■ **What the task requires**: Locate each line with the string "small" in the listing below and copy it.

■ **Dataset**:
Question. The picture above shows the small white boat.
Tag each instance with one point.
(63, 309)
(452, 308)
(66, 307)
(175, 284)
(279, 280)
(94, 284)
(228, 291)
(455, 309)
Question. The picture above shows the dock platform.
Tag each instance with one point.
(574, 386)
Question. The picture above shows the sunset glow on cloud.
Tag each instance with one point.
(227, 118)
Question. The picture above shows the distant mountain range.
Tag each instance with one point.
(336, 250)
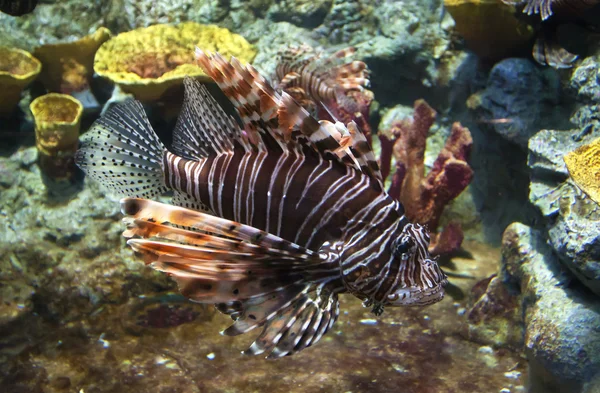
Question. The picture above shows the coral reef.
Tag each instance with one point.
(52, 22)
(305, 13)
(584, 168)
(18, 68)
(518, 100)
(494, 315)
(68, 66)
(348, 22)
(147, 61)
(562, 342)
(425, 196)
(585, 88)
(481, 22)
(57, 121)
(571, 217)
(131, 14)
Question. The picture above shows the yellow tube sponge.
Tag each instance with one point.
(583, 164)
(68, 66)
(57, 121)
(491, 28)
(18, 68)
(147, 61)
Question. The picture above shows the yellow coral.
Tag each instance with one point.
(147, 61)
(18, 68)
(491, 28)
(584, 167)
(57, 122)
(68, 66)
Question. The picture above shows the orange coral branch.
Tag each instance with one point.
(425, 197)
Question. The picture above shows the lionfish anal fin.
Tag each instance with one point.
(259, 279)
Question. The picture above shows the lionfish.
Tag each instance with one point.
(547, 50)
(270, 221)
(318, 80)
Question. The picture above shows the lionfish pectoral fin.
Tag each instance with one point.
(259, 279)
(123, 153)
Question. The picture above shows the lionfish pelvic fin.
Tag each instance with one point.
(259, 279)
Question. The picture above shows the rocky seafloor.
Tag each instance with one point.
(79, 313)
(522, 312)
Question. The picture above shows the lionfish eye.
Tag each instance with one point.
(401, 247)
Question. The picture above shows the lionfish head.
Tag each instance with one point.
(421, 281)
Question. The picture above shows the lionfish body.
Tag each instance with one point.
(548, 48)
(270, 222)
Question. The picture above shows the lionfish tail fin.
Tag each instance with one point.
(259, 279)
(123, 153)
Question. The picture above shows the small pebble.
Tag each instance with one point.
(368, 321)
(485, 349)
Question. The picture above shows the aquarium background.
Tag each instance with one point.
(79, 313)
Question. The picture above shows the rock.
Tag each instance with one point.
(562, 340)
(494, 315)
(519, 99)
(67, 254)
(571, 217)
(585, 84)
(304, 13)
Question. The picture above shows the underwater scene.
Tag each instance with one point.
(300, 196)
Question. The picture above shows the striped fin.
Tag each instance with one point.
(546, 8)
(262, 109)
(203, 128)
(299, 325)
(260, 281)
(322, 77)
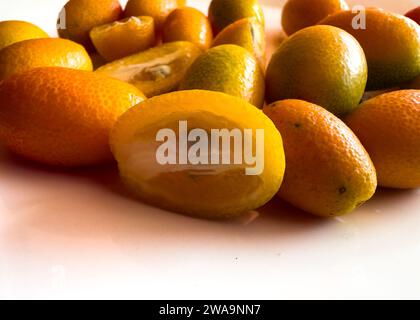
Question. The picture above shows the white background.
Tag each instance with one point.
(78, 234)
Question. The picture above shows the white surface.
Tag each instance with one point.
(78, 235)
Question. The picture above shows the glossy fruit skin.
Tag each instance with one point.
(224, 193)
(320, 64)
(157, 9)
(62, 117)
(157, 70)
(124, 38)
(229, 69)
(247, 33)
(188, 24)
(225, 12)
(81, 16)
(49, 52)
(389, 128)
(16, 31)
(391, 44)
(300, 14)
(414, 15)
(328, 171)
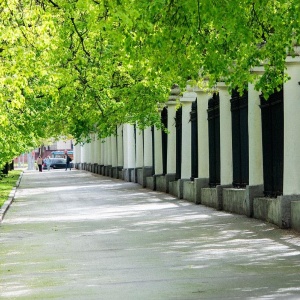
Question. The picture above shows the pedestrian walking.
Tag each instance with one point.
(39, 162)
(68, 161)
(48, 162)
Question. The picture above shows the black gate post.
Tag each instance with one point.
(178, 125)
(213, 113)
(240, 143)
(194, 140)
(272, 135)
(164, 137)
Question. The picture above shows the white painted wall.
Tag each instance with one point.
(291, 173)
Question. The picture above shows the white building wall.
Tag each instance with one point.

■ **Output of the exercise**:
Question. The picture above shows the small white boat.
Question. The picture above shows the small pebble.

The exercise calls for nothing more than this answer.